> [Problem description] Please recast the listing below as a Markdown table with the columns Index and Text. Cover only the lines from the start of the listing through the line holding "(1031, 412)", inclusive, skip blank lines, and leave out the pictures.

◆ ◆ ◆ ◆ ◆

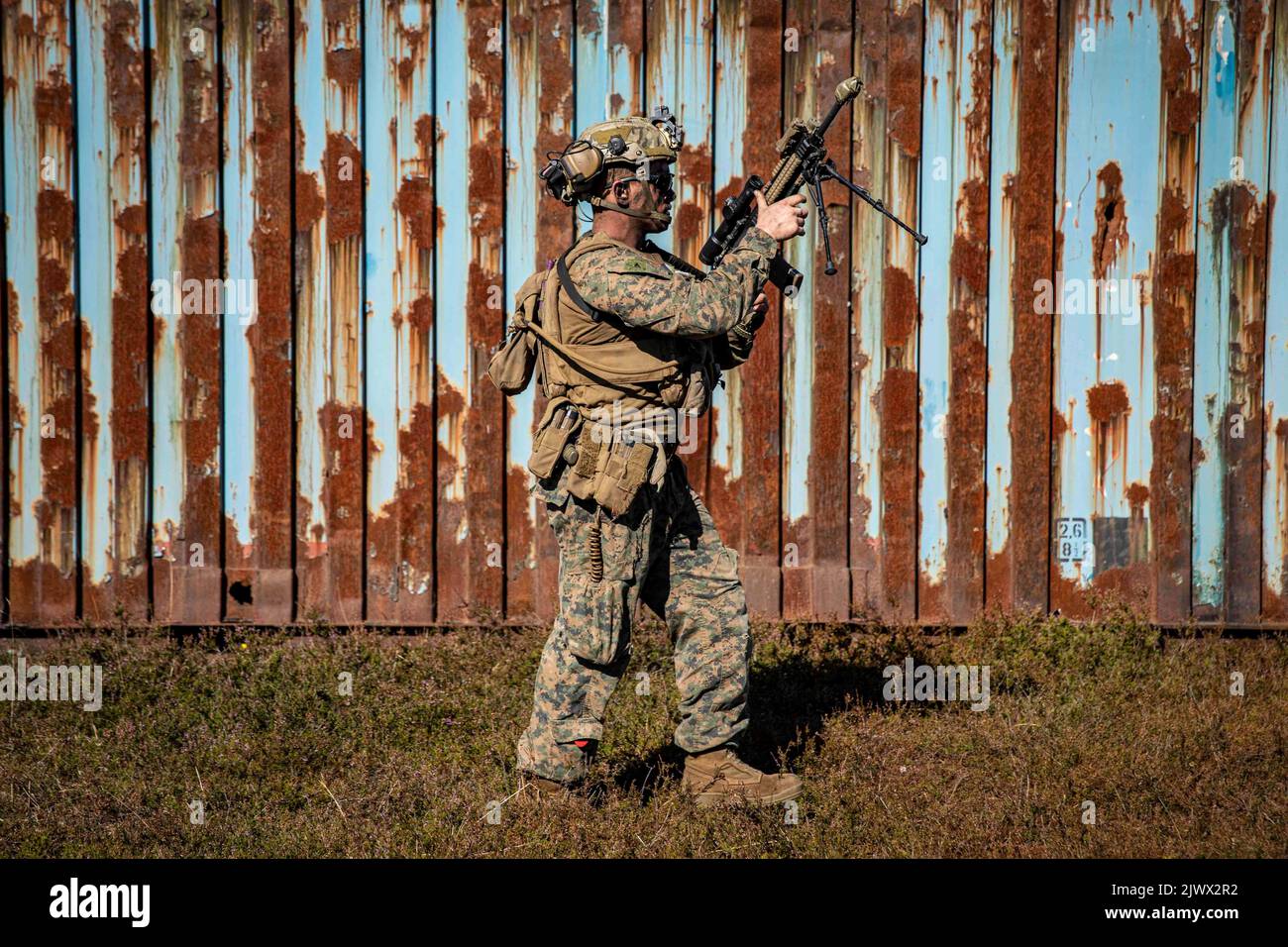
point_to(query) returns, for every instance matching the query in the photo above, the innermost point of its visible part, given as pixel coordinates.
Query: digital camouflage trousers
(666, 553)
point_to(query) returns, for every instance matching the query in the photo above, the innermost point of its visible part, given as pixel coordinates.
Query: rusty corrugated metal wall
(257, 254)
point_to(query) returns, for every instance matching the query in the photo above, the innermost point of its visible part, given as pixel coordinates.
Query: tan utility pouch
(625, 472)
(513, 363)
(559, 425)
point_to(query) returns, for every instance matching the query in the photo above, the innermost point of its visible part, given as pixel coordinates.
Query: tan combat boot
(719, 776)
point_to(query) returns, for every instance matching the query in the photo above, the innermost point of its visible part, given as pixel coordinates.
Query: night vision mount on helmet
(579, 172)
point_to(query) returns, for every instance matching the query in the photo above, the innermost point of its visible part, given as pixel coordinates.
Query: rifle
(803, 162)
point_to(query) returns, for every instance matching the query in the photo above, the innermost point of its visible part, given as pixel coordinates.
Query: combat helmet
(579, 171)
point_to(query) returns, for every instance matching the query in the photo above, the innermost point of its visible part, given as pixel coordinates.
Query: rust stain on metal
(1111, 236)
(463, 554)
(901, 407)
(1274, 607)
(43, 590)
(183, 591)
(259, 565)
(127, 586)
(1107, 401)
(343, 165)
(967, 397)
(1236, 211)
(1171, 475)
(1031, 412)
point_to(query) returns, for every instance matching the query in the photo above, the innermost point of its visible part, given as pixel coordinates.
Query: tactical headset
(578, 171)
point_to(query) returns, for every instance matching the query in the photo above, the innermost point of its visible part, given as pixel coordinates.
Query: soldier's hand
(782, 219)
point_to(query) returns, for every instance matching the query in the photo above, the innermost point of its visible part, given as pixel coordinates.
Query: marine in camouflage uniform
(664, 549)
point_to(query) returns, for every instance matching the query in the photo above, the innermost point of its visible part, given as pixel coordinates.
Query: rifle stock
(803, 161)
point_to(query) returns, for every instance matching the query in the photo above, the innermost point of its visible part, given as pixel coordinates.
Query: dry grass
(408, 766)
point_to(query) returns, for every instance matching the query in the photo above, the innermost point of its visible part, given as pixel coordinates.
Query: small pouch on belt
(558, 427)
(626, 471)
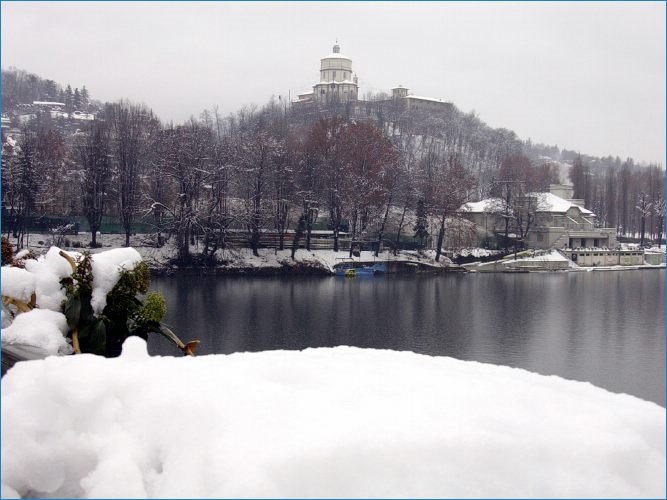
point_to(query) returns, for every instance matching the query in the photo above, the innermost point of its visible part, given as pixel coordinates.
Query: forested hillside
(267, 169)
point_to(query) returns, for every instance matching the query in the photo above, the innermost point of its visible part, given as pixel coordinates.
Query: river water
(607, 328)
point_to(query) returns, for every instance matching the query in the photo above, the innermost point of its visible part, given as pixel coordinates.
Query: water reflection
(603, 327)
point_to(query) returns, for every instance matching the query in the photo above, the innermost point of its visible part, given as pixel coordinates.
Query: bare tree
(645, 208)
(130, 126)
(94, 161)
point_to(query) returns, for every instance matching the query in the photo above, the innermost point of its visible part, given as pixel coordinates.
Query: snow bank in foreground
(39, 328)
(107, 267)
(323, 422)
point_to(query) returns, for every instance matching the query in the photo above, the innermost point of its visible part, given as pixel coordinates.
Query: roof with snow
(48, 103)
(337, 82)
(487, 205)
(422, 98)
(547, 202)
(333, 55)
(551, 203)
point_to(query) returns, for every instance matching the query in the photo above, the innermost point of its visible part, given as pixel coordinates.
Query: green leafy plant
(125, 314)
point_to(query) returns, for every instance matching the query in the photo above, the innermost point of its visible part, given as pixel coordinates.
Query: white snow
(422, 98)
(106, 273)
(48, 270)
(39, 328)
(552, 256)
(336, 55)
(342, 422)
(17, 283)
(549, 202)
(487, 205)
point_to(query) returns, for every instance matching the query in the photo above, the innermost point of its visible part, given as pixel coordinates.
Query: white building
(337, 83)
(559, 222)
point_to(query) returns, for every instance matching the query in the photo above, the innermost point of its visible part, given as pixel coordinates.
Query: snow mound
(17, 283)
(39, 328)
(340, 422)
(107, 267)
(48, 270)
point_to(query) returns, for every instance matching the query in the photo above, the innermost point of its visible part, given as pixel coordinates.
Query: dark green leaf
(73, 311)
(98, 336)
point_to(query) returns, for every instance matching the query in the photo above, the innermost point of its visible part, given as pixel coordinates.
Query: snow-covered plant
(98, 297)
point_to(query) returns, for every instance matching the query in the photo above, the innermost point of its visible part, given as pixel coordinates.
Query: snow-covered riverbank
(241, 261)
(340, 422)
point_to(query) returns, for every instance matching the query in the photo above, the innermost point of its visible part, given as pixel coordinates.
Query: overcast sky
(583, 76)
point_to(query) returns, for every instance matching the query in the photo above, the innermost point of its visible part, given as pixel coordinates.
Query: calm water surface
(607, 328)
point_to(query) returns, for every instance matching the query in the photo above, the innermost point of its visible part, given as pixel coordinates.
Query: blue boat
(350, 270)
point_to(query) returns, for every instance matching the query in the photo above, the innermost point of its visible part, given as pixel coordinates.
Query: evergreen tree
(421, 226)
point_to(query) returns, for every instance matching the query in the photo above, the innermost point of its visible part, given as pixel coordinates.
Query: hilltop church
(339, 86)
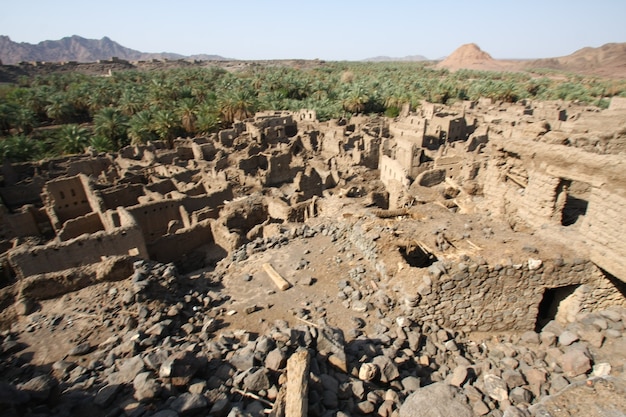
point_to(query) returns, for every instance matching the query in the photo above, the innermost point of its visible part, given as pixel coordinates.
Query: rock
(330, 343)
(220, 408)
(243, 359)
(10, 395)
(275, 360)
(530, 337)
(513, 378)
(388, 371)
(458, 376)
(127, 372)
(256, 380)
(436, 400)
(410, 384)
(519, 395)
(79, 350)
(358, 389)
(515, 412)
(146, 387)
(495, 387)
(39, 387)
(179, 368)
(567, 338)
(368, 371)
(480, 408)
(165, 413)
(601, 369)
(365, 407)
(187, 403)
(106, 395)
(574, 362)
(593, 337)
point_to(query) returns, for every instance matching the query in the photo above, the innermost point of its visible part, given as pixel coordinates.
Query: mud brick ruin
(488, 215)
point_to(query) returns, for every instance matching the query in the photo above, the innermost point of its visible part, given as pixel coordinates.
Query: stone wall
(176, 246)
(477, 297)
(81, 251)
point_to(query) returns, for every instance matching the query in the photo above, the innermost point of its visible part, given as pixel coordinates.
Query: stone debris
(423, 239)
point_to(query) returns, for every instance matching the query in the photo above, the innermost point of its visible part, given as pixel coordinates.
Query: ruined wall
(477, 297)
(153, 218)
(174, 247)
(66, 198)
(603, 230)
(16, 196)
(392, 170)
(84, 250)
(89, 223)
(600, 229)
(123, 195)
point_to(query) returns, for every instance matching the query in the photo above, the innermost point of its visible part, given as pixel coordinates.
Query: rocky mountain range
(608, 60)
(76, 48)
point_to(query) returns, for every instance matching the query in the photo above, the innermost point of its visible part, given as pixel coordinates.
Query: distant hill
(76, 48)
(606, 60)
(470, 56)
(410, 58)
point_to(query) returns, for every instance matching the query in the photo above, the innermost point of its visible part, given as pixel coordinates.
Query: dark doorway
(417, 256)
(549, 305)
(574, 208)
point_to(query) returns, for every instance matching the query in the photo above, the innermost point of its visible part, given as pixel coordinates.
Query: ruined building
(208, 196)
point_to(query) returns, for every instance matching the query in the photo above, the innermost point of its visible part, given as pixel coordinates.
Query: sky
(324, 29)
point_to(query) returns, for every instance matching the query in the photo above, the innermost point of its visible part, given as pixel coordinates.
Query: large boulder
(436, 400)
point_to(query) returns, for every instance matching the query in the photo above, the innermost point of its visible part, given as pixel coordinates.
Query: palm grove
(58, 114)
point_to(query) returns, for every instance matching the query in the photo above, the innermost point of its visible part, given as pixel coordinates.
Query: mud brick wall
(175, 246)
(84, 250)
(604, 229)
(476, 297)
(153, 218)
(537, 204)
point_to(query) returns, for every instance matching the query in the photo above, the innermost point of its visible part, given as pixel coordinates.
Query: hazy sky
(331, 30)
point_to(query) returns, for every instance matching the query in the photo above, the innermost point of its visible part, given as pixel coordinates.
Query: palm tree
(19, 148)
(187, 112)
(208, 119)
(111, 124)
(101, 144)
(355, 99)
(166, 125)
(140, 128)
(73, 139)
(58, 109)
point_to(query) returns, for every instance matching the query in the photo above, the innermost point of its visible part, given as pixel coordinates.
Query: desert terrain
(460, 259)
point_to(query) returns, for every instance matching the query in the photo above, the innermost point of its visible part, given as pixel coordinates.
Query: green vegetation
(64, 113)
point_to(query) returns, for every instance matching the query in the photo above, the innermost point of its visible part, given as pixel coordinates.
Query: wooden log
(280, 282)
(297, 401)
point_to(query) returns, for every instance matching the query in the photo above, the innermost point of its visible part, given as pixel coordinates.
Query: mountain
(76, 48)
(410, 58)
(606, 60)
(469, 56)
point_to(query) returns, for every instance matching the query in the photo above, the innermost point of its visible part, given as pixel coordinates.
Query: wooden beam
(280, 282)
(297, 401)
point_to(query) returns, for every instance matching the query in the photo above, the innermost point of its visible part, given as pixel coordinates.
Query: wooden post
(297, 401)
(280, 282)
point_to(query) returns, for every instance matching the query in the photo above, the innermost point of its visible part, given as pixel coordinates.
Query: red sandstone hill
(470, 56)
(608, 60)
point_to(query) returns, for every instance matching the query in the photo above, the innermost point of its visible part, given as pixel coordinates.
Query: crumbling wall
(89, 223)
(476, 297)
(175, 246)
(154, 217)
(66, 198)
(81, 251)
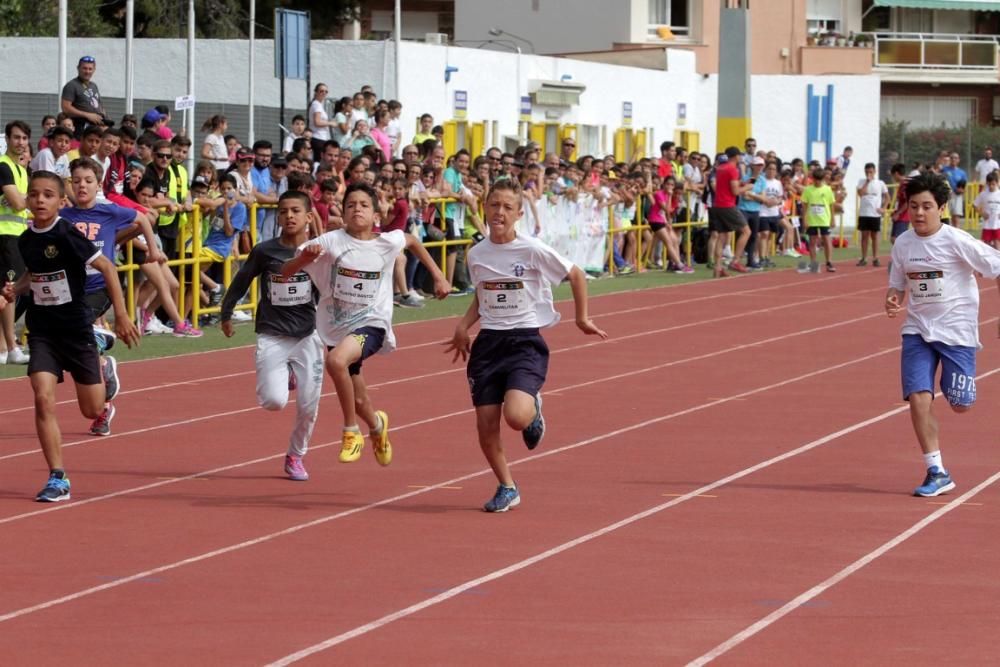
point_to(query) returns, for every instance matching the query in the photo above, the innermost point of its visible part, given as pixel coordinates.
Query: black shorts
(502, 360)
(725, 220)
(98, 301)
(770, 224)
(869, 223)
(75, 354)
(371, 340)
(11, 265)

◆ ◆ ◆ ◆ ◆

> [Complete response]
| Index | Text |
|---|---|
| 1 | point_to(query) returns, for every instance matching the query in the photo above, the innermost point of its visible part, given as pixel coordinates. |
| 2 | Query: digital camouflage trousers |
| 3 | (666, 553) |
| 4 | point_to(query) returns, for every instance matching the query in the photo above, the innermost point of its visible part, given as pixel coordinates. |
| 5 | Query: rusty corrugated metal wall |
| 6 | (257, 254) |
| 7 | point_to(query) returns, for every instance matching the query in the photo above, the innermost point of its visible part, given as pixel coordinates. |
| 8 | Query: tan utility pouch |
| 9 | (625, 472) |
| 10 | (513, 363) |
| 11 | (559, 425) |
| 12 | point_to(query) returns, for every instance matching the query in the photo above, the innermost point of its visible part, given as pixel coordinates. |
| 13 | Query: tan combat boot |
| 14 | (719, 776) |
| 15 | point_to(query) returns, for every instance matching the query in the photo above, the innermost point of its visible part, given as pixel coordinates. |
| 16 | Query: night vision mount on helmet |
| 17 | (579, 172) |
| 18 | point_to(query) returns, for every instance matching the query in the photo above, the innermost point of its visible part, given as pixel coordinates. |
| 19 | Query: rifle |
| 20 | (803, 162) |
| 21 | point_to(query) returns, for every instance matching the query in the photo above, the innermost point of its visible part, given as pixel coordinates. |
| 22 | Query: combat helmet |
| 23 | (579, 171) |
| 24 | point_to(query) returns, for every instance matching the query in the photo above, the innermost point of its visible part, given as pixel coordinates. |
| 25 | Query: rust stain on metal |
| 26 | (1111, 236) |
| 27 | (463, 554) |
| 28 | (901, 407) |
| 29 | (1274, 607) |
| 30 | (43, 590) |
| 31 | (183, 591) |
| 32 | (259, 565) |
| 33 | (127, 586) |
| 34 | (1107, 401) |
| 35 | (343, 165) |
| 36 | (967, 397) |
| 37 | (1236, 211) |
| 38 | (1171, 475) |
| 39 | (1031, 412) |